Region pointing data:
BEGIN
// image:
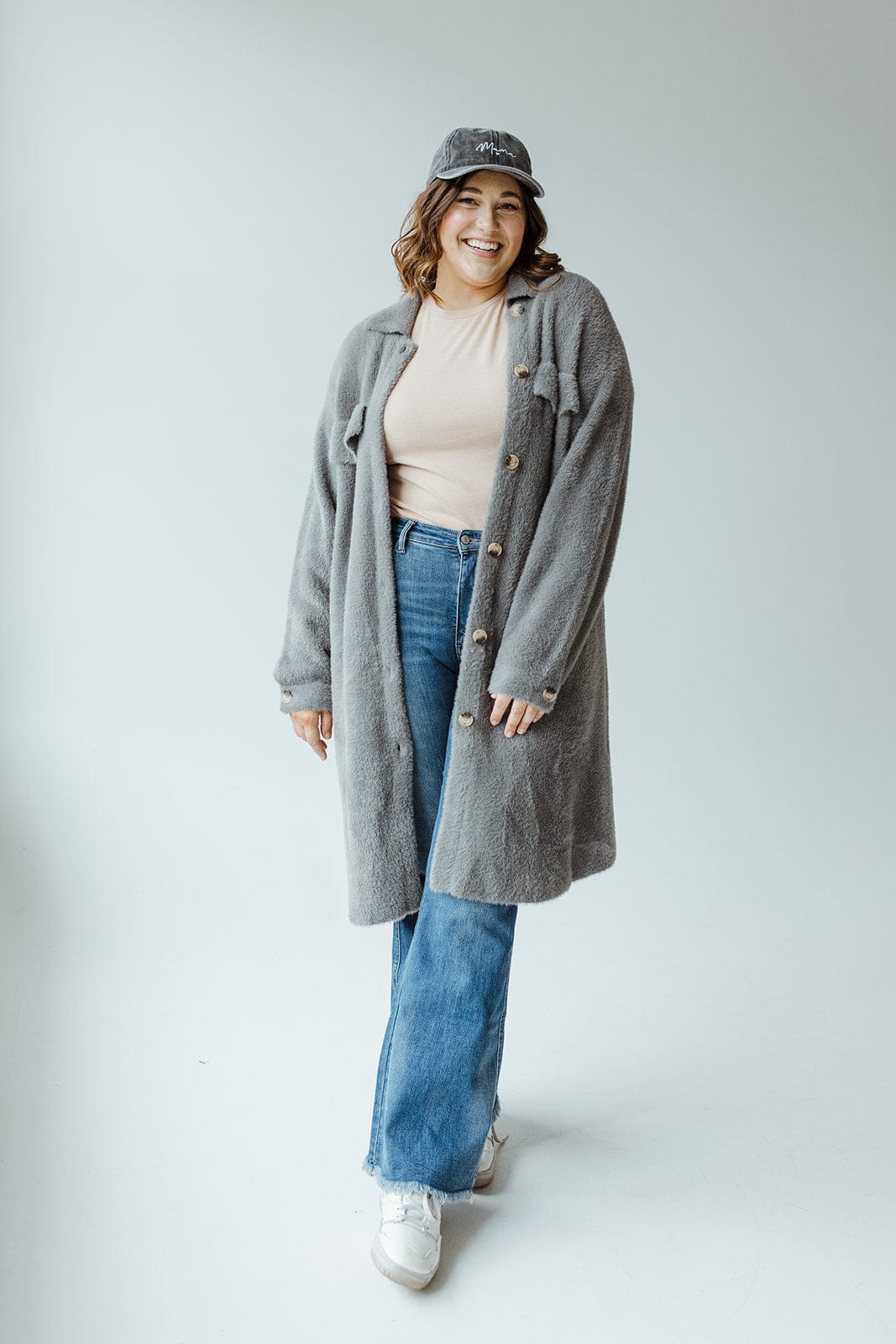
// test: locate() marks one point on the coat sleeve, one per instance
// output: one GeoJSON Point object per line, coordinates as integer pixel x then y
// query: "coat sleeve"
{"type": "Point", "coordinates": [302, 669]}
{"type": "Point", "coordinates": [567, 566]}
END
● **Task to carry out**: Look for the line that contains "pixel x then y" in the entries above. Set it down, along with all later lines, exactly as written.

● **Task result**:
// output: one GeoJSON Point object per line, coordinates as integer pixel x then y
// query: "coat sleeve"
{"type": "Point", "coordinates": [302, 669]}
{"type": "Point", "coordinates": [567, 566]}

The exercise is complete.